Task brief - Reproduce the data below in full and exclude every picture.

Available data -
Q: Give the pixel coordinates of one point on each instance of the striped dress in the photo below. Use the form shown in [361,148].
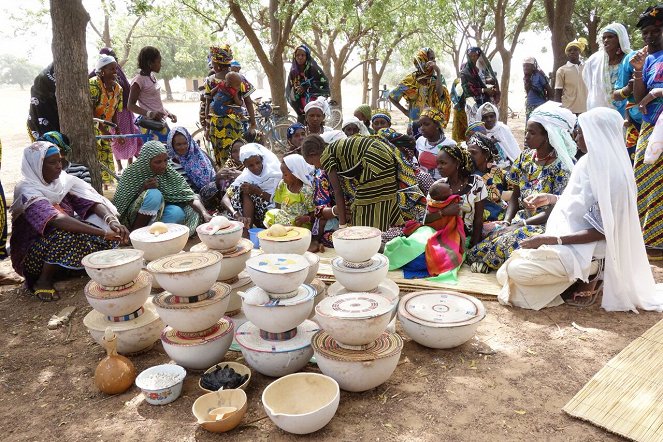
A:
[373,166]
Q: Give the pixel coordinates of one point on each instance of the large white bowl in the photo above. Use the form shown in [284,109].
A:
[278,274]
[280,315]
[167,243]
[187,274]
[223,239]
[361,279]
[198,353]
[119,302]
[276,358]
[358,243]
[297,241]
[193,316]
[113,268]
[133,336]
[358,370]
[354,319]
[301,403]
[440,319]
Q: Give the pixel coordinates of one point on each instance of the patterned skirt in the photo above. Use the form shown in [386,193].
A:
[649,179]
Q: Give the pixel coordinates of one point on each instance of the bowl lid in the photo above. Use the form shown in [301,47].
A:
[175,337]
[440,308]
[174,231]
[98,322]
[248,336]
[354,306]
[356,232]
[274,263]
[293,234]
[377,262]
[184,262]
[105,259]
[95,290]
[388,344]
[305,293]
[217,293]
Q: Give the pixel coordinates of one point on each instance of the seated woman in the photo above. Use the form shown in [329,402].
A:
[249,197]
[151,190]
[600,198]
[46,238]
[544,168]
[185,153]
[293,196]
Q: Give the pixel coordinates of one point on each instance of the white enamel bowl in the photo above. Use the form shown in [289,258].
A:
[223,239]
[301,403]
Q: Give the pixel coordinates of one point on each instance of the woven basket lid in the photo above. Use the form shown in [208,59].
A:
[184,262]
[106,259]
[354,306]
[248,336]
[388,344]
[441,308]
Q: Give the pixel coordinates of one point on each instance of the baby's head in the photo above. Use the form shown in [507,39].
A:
[234,80]
[439,191]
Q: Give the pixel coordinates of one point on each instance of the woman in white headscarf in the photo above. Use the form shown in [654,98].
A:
[601,71]
[596,217]
[543,168]
[249,197]
[499,131]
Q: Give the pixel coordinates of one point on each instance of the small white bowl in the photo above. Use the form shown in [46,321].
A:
[296,241]
[439,318]
[361,279]
[357,243]
[113,268]
[154,246]
[223,239]
[187,274]
[198,353]
[301,403]
[354,319]
[193,316]
[279,315]
[278,274]
[161,384]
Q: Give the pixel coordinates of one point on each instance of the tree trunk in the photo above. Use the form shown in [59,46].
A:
[69,24]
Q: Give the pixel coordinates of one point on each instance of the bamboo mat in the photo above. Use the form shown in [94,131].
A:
[483,286]
[626,396]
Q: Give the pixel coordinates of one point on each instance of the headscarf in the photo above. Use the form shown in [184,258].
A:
[501,132]
[221,54]
[605,175]
[300,168]
[596,73]
[104,60]
[357,122]
[32,187]
[271,168]
[195,162]
[171,184]
[558,123]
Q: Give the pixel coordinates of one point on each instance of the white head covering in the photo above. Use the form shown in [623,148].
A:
[501,132]
[559,123]
[104,60]
[300,168]
[271,168]
[357,122]
[596,73]
[333,135]
[33,188]
[605,175]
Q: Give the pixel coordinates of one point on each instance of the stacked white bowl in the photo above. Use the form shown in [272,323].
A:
[193,305]
[118,293]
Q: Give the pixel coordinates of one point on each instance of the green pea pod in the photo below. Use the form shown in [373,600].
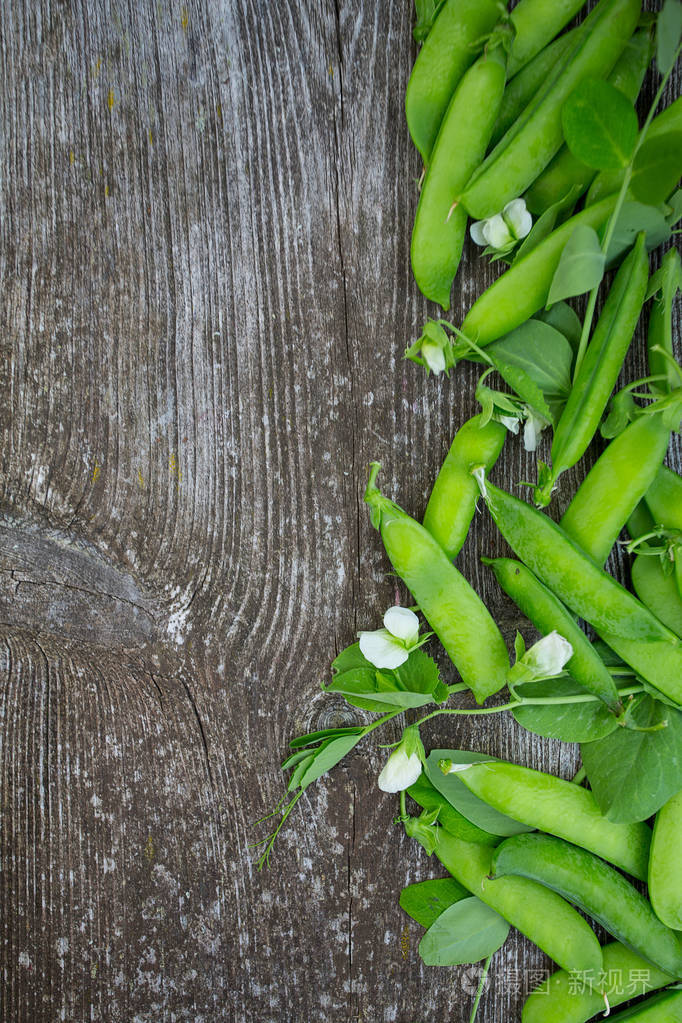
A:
[565,175]
[549,923]
[423,793]
[616,484]
[536,24]
[664,875]
[523,290]
[663,1008]
[547,613]
[439,230]
[657,591]
[560,808]
[526,84]
[622,621]
[596,889]
[451,607]
[451,47]
[625,976]
[600,367]
[607,182]
[527,148]
[453,498]
[661,324]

Exercise solution -
Q: Give the pixel coordinates of one point on each instance of the striped dress in the photo below. Use the form shown in [361,148].
A:
[373,166]
Q: Give the pixel coordinates of one point on each instance of the large white bowl in the photo above. Use the form shown in [284,109].
A:
[278,274]
[280,315]
[167,243]
[187,274]
[223,239]
[361,279]
[198,353]
[119,302]
[276,358]
[358,243]
[297,241]
[193,316]
[113,268]
[133,336]
[358,370]
[354,319]
[301,403]
[440,319]
Q: Give the pixel coordinates of one point on each instance of the patterned skirt in the photo above. Use the form shown in [386,193].
A:
[649,179]
Q: Give the pixel coordinates of one point on each instance of the bowl lid in the photo above. Use the form shown in [301,47].
A:
[175,337]
[440,308]
[174,231]
[98,322]
[248,336]
[354,306]
[356,232]
[274,263]
[293,234]
[377,262]
[184,262]
[105,259]
[95,290]
[388,344]
[305,293]
[217,293]
Q: Give the pixel coordinates of one point on each instance of the seated woman in the photo above. Use the form shown in [329,402].
A:
[249,197]
[151,190]
[600,198]
[46,238]
[544,168]
[185,153]
[293,196]
Q: Give the pixel coordinates of one point on each instance of the white enamel bowl in the photo above. Use the form shown in [289,258].
A:
[223,239]
[301,403]
Q: Give the pixel coordinates of one point on each instance of the woven basket lid in the photo above. Use the form shown in [208,59].
A:
[184,262]
[106,259]
[354,306]
[248,336]
[388,344]
[441,308]
Q: Give the pixel coordinates of one point on each instance of the baby's head in the photo above. Use the form shown in [507,39].
A:
[234,80]
[439,191]
Q: Give the pixel coordinates of one point on each instance of the woman in white headscarf in the photo above. Use the form shown in [654,98].
A:
[601,71]
[596,217]
[543,168]
[249,197]
[499,131]
Q: Give the pixel coordinates of one point on each instance of the small white bowl in the photo above. Use the form shown in [46,321].
A:
[296,241]
[439,318]
[361,279]
[357,243]
[113,268]
[154,246]
[223,239]
[187,274]
[198,353]
[301,403]
[354,319]
[193,316]
[279,315]
[278,274]
[161,384]
Q: Give the pixel coordinates of one point on each instance of the tree trunk in the photo above. Use the form shown in [59,46].
A:
[69,24]
Q: Give the pixel coordinates of one point on each instance of the bamboo mat in the photo above. Use the form shown in [94,131].
A:
[483,286]
[626,396]
Q: Give the pixel coordinates of one point on each instance of the headscarf in the photo above. Use the form shown in [184,258].
A:
[501,132]
[221,54]
[605,175]
[300,168]
[596,73]
[104,60]
[357,122]
[32,187]
[271,168]
[195,162]
[171,184]
[558,123]
Q: Give the pixel coordinates of one point on each instance of the white head covering in the photo above. Use the form shown in [623,148].
A:
[501,132]
[559,123]
[104,60]
[300,168]
[271,168]
[357,122]
[596,73]
[333,135]
[33,188]
[605,175]
Q: Give the pixel coordinates of one point on each instance of the stacked white bowl in the photo above. Use the form shown in [272,323].
A:
[193,305]
[118,293]
Q: Give the pixel coordinates of one point on each instance of the green pea pod in the photo below. Use the form shown in [373,600].
A:
[565,175]
[549,923]
[423,793]
[616,484]
[536,24]
[664,875]
[523,290]
[663,1008]
[547,613]
[439,230]
[657,591]
[560,808]
[526,84]
[622,621]
[596,889]
[451,607]
[451,47]
[625,976]
[600,367]
[607,182]
[527,148]
[453,498]
[661,324]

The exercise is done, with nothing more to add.